Give the count of lines in the data that include "yellow", with no other words.

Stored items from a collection
Content starts

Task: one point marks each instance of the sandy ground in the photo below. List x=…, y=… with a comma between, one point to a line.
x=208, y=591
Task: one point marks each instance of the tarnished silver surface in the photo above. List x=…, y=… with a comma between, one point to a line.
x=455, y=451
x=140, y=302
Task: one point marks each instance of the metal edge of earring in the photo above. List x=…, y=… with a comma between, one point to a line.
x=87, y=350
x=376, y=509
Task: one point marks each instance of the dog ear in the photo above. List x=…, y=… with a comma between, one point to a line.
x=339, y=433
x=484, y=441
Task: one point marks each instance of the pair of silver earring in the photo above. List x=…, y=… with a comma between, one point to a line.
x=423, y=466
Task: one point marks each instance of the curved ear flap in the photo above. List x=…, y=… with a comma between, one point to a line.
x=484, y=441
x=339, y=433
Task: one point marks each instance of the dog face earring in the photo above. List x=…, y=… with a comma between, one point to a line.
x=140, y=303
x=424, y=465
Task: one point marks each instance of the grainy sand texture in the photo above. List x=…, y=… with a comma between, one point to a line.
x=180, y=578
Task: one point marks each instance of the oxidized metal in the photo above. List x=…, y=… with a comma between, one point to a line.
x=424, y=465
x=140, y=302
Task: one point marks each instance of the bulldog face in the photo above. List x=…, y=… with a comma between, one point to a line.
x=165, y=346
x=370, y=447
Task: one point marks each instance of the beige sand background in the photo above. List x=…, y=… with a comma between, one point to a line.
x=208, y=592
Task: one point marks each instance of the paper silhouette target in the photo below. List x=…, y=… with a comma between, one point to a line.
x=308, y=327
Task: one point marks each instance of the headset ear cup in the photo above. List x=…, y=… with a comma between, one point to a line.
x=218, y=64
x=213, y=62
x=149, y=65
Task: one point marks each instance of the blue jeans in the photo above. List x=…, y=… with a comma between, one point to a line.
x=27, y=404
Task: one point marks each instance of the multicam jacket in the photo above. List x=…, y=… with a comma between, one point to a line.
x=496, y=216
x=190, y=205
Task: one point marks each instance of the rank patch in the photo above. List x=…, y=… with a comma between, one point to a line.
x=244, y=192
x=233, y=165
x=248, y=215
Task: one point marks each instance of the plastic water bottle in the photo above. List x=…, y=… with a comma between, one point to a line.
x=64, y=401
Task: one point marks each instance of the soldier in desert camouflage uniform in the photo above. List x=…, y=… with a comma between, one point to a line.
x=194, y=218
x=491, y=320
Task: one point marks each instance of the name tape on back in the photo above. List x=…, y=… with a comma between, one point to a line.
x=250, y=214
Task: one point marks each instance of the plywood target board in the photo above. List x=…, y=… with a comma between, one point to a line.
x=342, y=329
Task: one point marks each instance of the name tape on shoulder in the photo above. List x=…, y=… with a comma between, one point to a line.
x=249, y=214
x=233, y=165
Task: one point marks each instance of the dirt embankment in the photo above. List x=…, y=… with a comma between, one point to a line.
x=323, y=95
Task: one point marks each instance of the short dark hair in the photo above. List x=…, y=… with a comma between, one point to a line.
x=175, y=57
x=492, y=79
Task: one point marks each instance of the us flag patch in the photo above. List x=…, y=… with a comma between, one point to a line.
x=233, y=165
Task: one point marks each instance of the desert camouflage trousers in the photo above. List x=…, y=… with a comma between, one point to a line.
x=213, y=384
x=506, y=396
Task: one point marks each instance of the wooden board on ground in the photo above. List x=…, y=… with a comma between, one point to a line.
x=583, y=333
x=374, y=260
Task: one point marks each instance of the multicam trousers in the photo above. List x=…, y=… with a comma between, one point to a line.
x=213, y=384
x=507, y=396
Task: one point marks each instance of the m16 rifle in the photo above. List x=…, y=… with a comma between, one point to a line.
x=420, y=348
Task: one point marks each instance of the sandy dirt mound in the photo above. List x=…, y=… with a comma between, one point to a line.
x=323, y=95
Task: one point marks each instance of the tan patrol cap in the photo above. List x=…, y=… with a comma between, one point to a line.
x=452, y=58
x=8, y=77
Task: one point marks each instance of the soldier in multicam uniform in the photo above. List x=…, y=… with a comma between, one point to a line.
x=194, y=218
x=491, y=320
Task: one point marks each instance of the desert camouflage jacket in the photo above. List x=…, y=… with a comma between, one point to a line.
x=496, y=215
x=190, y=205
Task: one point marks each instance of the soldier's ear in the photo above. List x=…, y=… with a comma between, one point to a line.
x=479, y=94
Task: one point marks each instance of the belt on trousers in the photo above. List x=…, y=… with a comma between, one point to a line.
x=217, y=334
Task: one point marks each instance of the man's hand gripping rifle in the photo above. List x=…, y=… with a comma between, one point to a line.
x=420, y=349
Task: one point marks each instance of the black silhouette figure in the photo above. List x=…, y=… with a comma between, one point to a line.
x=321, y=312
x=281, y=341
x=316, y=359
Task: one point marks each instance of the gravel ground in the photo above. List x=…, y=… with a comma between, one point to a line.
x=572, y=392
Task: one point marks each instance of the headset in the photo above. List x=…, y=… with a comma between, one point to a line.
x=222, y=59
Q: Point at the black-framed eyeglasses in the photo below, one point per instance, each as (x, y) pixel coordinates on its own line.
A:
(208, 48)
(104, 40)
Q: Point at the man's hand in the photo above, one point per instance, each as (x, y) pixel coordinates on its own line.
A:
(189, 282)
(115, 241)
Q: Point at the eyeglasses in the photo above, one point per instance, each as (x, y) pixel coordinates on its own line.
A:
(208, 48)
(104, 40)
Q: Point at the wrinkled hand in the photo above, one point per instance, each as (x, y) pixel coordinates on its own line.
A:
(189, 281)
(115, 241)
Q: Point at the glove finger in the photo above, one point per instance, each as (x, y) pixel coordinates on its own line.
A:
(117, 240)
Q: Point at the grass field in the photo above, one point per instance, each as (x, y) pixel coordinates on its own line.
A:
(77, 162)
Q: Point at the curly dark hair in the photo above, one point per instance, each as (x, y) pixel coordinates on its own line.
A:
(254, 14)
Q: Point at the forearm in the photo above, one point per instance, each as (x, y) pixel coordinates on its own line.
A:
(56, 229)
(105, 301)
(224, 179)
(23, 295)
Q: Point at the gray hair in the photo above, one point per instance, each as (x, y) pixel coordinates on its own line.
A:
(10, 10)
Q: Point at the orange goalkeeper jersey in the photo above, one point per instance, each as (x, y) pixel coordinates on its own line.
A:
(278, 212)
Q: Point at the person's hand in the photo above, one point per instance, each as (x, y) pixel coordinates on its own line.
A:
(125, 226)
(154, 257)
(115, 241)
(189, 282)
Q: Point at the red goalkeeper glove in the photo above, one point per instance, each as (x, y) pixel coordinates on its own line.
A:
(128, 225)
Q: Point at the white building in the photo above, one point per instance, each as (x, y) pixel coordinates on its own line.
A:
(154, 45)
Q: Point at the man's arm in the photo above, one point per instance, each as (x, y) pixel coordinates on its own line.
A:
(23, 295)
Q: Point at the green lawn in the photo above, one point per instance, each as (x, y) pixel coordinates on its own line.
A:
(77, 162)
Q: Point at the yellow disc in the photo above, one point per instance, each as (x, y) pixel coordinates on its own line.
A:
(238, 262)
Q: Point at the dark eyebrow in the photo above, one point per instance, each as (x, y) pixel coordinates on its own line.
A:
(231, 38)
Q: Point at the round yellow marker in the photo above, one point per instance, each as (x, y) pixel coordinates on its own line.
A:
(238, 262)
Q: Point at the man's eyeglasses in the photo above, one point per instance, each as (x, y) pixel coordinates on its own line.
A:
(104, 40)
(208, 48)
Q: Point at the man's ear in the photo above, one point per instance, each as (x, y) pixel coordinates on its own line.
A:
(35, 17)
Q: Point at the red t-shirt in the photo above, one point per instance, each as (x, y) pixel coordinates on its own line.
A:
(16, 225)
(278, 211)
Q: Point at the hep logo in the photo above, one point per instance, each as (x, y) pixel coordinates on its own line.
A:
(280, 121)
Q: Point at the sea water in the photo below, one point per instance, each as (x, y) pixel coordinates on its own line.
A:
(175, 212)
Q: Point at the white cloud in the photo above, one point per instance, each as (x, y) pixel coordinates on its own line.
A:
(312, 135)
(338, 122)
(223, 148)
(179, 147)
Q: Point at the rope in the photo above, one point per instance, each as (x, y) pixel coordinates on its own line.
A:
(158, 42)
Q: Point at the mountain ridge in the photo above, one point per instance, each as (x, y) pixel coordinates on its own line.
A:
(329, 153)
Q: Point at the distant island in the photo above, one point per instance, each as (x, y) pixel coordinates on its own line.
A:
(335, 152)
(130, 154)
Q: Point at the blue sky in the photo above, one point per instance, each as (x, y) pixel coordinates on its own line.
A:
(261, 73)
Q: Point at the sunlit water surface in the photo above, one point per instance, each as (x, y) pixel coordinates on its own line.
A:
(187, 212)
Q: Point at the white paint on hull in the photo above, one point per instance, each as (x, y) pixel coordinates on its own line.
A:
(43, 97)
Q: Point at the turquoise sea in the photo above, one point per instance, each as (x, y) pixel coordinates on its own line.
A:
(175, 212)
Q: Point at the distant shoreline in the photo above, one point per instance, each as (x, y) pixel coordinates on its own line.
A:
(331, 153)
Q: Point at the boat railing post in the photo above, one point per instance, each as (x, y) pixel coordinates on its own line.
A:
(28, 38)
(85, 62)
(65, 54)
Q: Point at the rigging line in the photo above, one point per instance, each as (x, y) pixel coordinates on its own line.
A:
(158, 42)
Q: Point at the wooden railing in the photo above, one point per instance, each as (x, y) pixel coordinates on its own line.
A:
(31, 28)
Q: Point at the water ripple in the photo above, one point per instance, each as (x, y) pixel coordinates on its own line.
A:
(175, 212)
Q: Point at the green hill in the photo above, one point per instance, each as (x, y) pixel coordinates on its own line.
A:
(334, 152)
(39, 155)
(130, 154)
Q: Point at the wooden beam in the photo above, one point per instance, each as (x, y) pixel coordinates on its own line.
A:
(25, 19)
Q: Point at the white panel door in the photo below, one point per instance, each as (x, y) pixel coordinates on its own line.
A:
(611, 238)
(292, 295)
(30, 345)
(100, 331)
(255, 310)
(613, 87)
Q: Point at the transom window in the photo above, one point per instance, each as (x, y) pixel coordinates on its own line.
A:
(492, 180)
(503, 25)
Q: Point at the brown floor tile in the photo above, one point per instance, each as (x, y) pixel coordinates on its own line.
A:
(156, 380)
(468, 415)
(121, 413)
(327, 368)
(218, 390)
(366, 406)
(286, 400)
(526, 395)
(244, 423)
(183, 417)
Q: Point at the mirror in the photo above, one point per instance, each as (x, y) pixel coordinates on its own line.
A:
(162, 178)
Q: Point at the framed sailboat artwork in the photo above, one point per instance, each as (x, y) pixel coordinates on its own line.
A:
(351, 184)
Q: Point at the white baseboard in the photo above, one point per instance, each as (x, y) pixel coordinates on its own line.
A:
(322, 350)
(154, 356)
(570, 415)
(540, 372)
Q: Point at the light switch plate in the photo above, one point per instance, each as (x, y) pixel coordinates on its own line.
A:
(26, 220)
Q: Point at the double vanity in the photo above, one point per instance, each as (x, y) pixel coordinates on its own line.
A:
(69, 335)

Content ends

> **Exercise output**: 2